- WHAT YOU WILL DO -
The required output is the complete data, repeated without alteration.

Region pointing data:
-=-=-
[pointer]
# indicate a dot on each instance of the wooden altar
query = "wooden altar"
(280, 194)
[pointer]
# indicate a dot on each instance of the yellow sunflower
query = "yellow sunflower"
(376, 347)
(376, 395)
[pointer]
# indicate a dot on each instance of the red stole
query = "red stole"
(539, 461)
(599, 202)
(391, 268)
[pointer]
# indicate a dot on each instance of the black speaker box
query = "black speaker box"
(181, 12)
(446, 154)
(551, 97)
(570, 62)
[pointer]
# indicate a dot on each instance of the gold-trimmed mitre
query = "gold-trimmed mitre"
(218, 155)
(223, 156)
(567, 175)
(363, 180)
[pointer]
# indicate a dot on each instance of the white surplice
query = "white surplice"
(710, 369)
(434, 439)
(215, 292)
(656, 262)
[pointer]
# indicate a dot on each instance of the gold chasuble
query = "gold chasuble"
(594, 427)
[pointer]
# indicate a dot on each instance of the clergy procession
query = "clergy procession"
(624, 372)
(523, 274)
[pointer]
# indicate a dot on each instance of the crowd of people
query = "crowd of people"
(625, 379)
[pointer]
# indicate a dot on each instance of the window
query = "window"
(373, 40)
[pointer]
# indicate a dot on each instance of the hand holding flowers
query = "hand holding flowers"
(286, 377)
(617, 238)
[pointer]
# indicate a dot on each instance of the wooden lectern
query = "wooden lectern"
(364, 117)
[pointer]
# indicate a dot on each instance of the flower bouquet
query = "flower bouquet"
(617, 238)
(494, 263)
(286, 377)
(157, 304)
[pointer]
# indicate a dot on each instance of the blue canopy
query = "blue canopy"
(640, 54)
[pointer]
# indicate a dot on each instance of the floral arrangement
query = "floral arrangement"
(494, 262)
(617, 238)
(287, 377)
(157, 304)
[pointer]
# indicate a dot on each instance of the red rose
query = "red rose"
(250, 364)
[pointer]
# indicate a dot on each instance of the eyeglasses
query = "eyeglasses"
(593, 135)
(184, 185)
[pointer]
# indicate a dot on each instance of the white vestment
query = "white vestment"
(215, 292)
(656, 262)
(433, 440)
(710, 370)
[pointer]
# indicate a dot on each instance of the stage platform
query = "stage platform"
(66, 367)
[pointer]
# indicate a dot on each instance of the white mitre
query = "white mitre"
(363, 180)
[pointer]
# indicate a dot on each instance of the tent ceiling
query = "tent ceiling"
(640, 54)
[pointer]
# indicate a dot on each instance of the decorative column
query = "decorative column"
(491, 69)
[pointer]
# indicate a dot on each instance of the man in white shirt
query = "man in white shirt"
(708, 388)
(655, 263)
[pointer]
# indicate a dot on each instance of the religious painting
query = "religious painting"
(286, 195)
-=-=-
- SOLVED PROBLEM -
[pointer]
# indicate a dot on each instance of the wooden altar
query = "wooden altar"
(280, 194)
[pointer]
# indicate a dot on each instance of the yellow sunflower
query = "yellow sunflower"
(376, 347)
(376, 395)
[pointer]
# indicate a dot on each instance of the red stole
query = "red stole"
(539, 461)
(599, 202)
(391, 268)
[pointer]
# indicate a dot on each instance of the black speaker box
query = "black speaker box"
(181, 12)
(446, 154)
(551, 97)
(570, 62)
[pointer]
# indicate a dot on each instance of the gold-trimmed mitre
query = "gold-trimmed mitre"
(218, 155)
(223, 156)
(567, 175)
(363, 180)
[pointer]
# indicate a dot on each instance of the white surplice
query = "white surplice"
(710, 369)
(434, 439)
(215, 292)
(656, 262)
[pointer]
# indicate a dot on each instance of the gold chasuble
query = "gold chasuble"
(594, 427)
[pointer]
# indicate a dot on each instance of the clergy procession
query = "clergy procession"
(624, 372)
(523, 274)
[pointer]
# indicate a dot on each instance of the crowd of people
query = "crowd of people"
(625, 379)
[pointer]
# indicate a dot on each instance of the window
query = "window"
(373, 40)
[pointer]
# indicate a dot on each instance of the hand holding flowers
query = "hand holding flowers"
(286, 377)
(617, 238)
[pointer]
# indicate a dot on each instance of the wooden lectern
query = "wooden lectern"
(364, 117)
[pointer]
# indicate a dot on each instance of the flower bouquet
query = "flower bouquet"
(617, 238)
(494, 263)
(286, 377)
(157, 304)
[pointer]
# indicate a dot on each instance of the blue canopy
query = "blue canopy"
(640, 54)
[pointer]
# indicate a dot on each instance of the floral arrangement
query = "floral arrangement"
(494, 262)
(617, 238)
(287, 377)
(157, 304)
[pointer]
# indicate a dot on each instance of the red rose
query = "red rose"
(250, 364)
[pointer]
# indicate a dot on each instance of the eyeglasses
query = "eyeglasses"
(593, 135)
(184, 185)
[pointer]
# indicate a dot on each instance of the white vestment
query = "white vestment"
(215, 292)
(656, 262)
(433, 440)
(710, 370)
[pointer]
# indicate a dot on each instance of the stage platform
query = "stage platform"
(66, 367)
[pointer]
# indicate a dot on each instance of the white mitre
query = "white mitre"
(363, 180)
[pointer]
# indicate a dot on each instance of the tent ceiling
query = "tent ceiling"
(640, 54)
[pointer]
# indicate a dot on each instance of the decorative column
query = "decorative column"
(491, 69)
[pointer]
# indicate a dot on each instance of the man in white shirt
query = "man in white shirt"
(708, 388)
(655, 263)
[pointer]
# indicate a dot on each instance of the religious painting
query = "religious painting"
(286, 195)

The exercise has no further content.